Which lines of the data below contain the word "bush"? Copy each of them.

+++ Dataset records

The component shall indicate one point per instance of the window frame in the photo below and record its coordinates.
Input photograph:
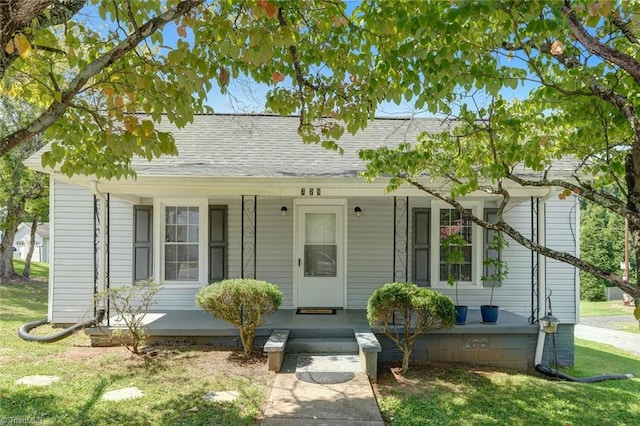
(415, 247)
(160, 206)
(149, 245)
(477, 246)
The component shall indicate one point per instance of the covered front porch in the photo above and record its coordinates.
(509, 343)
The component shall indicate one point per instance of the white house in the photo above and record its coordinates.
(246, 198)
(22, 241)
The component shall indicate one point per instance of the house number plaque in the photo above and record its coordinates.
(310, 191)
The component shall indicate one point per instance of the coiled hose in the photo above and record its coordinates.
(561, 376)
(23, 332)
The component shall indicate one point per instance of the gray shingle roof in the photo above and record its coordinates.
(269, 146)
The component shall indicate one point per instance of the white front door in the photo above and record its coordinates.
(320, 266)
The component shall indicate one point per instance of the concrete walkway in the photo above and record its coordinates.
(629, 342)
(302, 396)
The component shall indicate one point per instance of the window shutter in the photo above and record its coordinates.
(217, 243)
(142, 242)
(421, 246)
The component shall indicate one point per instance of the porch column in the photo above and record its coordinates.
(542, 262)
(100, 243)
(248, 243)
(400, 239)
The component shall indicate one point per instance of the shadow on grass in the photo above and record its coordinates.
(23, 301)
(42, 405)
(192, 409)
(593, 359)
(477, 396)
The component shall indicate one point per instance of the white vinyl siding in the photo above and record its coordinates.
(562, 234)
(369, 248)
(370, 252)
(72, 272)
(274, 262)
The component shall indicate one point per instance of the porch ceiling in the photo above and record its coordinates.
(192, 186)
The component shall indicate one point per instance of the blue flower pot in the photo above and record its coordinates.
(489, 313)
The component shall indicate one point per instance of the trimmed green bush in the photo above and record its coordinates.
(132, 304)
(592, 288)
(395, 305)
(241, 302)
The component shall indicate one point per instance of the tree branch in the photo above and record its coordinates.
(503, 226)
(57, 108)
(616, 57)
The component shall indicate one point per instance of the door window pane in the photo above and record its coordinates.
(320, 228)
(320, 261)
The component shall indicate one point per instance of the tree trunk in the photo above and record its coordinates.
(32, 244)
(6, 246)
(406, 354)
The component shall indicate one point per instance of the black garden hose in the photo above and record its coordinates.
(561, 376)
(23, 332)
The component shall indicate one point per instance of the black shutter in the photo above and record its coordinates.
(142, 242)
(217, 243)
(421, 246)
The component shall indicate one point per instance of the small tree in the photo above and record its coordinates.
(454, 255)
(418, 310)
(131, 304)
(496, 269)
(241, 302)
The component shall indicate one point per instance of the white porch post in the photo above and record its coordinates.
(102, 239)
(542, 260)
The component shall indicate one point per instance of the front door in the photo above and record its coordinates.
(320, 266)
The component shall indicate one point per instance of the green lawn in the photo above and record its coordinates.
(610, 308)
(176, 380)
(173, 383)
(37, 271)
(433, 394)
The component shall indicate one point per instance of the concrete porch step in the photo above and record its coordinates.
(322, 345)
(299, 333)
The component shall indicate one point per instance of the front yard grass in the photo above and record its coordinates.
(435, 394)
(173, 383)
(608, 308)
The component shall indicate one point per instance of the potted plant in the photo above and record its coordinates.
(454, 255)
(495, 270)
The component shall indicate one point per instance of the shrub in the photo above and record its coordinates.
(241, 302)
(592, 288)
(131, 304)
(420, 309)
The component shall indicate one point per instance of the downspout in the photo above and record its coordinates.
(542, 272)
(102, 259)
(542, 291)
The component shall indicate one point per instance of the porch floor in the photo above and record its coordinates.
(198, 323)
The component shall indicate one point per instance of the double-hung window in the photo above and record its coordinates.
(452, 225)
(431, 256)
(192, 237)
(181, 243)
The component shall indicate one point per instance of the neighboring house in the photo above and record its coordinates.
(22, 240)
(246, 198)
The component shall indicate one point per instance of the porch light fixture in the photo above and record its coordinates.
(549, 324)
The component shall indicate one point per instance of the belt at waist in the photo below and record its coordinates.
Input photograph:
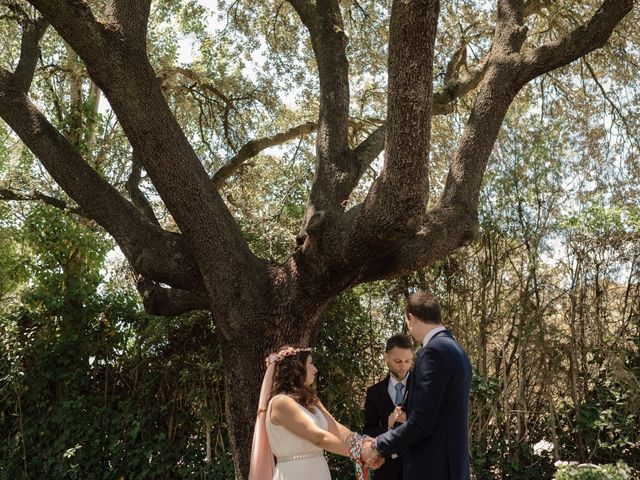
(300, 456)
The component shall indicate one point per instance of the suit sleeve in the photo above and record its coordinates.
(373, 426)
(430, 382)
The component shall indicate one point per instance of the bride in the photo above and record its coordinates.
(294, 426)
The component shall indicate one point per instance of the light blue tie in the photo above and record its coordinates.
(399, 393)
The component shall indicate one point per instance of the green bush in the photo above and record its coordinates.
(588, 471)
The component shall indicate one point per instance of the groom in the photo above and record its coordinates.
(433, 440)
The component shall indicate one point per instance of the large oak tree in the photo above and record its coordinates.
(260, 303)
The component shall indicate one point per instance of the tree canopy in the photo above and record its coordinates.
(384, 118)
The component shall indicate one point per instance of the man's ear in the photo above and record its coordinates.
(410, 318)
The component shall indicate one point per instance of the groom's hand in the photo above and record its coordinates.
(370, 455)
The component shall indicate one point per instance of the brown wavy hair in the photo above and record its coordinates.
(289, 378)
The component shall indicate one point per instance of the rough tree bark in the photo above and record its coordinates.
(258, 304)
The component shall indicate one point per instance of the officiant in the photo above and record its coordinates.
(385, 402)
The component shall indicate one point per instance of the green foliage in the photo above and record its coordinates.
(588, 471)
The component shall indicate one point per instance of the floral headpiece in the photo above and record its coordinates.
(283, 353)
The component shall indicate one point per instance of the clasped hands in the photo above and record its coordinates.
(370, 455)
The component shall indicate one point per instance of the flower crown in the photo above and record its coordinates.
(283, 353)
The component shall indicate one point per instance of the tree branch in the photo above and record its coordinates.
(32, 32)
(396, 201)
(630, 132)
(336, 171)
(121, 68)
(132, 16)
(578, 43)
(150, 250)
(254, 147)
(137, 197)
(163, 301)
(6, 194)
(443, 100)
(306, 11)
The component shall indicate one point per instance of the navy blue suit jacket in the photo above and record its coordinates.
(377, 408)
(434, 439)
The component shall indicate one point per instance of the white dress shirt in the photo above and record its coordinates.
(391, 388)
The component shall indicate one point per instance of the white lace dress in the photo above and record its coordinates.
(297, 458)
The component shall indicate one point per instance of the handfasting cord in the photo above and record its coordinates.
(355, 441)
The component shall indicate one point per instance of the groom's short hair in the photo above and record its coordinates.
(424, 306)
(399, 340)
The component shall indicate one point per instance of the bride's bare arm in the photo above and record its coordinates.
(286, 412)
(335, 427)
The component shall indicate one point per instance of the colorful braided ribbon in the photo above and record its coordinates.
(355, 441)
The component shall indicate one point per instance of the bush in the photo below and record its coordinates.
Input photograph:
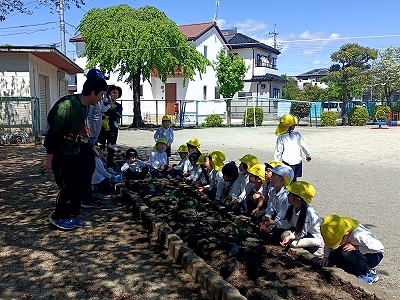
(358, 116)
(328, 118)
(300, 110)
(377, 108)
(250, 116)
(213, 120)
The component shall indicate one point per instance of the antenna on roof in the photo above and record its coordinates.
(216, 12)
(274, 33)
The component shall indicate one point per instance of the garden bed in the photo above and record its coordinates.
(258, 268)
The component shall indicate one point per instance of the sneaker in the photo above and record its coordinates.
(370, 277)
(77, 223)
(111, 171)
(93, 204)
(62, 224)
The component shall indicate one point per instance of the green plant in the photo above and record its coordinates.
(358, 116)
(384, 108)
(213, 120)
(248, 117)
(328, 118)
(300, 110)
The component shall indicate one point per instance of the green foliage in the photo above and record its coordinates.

++++++
+++ Dataset records

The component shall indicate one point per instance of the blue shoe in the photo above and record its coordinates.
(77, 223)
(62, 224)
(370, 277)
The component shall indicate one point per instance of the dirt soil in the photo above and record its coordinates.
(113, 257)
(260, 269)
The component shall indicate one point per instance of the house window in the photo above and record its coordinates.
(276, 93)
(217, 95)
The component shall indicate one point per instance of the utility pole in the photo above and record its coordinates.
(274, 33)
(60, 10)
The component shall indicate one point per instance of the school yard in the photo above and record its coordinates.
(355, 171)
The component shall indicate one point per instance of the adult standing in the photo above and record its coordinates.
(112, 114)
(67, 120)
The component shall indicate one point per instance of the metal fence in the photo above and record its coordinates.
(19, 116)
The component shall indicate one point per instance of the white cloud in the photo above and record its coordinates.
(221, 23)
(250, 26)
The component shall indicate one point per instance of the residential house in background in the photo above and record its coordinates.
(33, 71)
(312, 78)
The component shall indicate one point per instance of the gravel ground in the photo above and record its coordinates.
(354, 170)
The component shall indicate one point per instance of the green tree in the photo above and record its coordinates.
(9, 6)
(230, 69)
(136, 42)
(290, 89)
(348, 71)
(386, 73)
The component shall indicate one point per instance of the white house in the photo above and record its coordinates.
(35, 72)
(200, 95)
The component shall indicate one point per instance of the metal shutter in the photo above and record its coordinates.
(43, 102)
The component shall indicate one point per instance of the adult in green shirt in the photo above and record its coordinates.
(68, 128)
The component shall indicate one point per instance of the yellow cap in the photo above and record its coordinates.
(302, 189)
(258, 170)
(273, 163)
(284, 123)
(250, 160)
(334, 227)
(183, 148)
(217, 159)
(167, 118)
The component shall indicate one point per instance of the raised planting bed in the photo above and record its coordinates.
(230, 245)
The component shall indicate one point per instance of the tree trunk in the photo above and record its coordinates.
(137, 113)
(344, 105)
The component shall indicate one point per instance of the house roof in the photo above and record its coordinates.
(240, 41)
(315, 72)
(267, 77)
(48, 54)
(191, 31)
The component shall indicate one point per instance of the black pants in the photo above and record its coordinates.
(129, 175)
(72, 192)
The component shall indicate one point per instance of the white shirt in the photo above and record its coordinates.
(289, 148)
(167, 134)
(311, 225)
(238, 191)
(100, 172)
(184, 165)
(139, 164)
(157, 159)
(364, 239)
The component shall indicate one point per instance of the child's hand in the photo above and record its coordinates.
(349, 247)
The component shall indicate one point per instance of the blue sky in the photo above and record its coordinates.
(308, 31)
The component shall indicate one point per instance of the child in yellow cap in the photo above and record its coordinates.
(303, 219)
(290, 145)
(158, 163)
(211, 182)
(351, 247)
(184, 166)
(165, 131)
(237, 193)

++++++

→ Solution to the problem:
The component shall indicate one point per instance of the trimmed green bush in the photo above and record its coordinates.
The component shall indicate one point per instance of the green bush in the photo above and record its coordinates.
The component shall indicate one point per instance of the bush in the photo below and record its coordinates.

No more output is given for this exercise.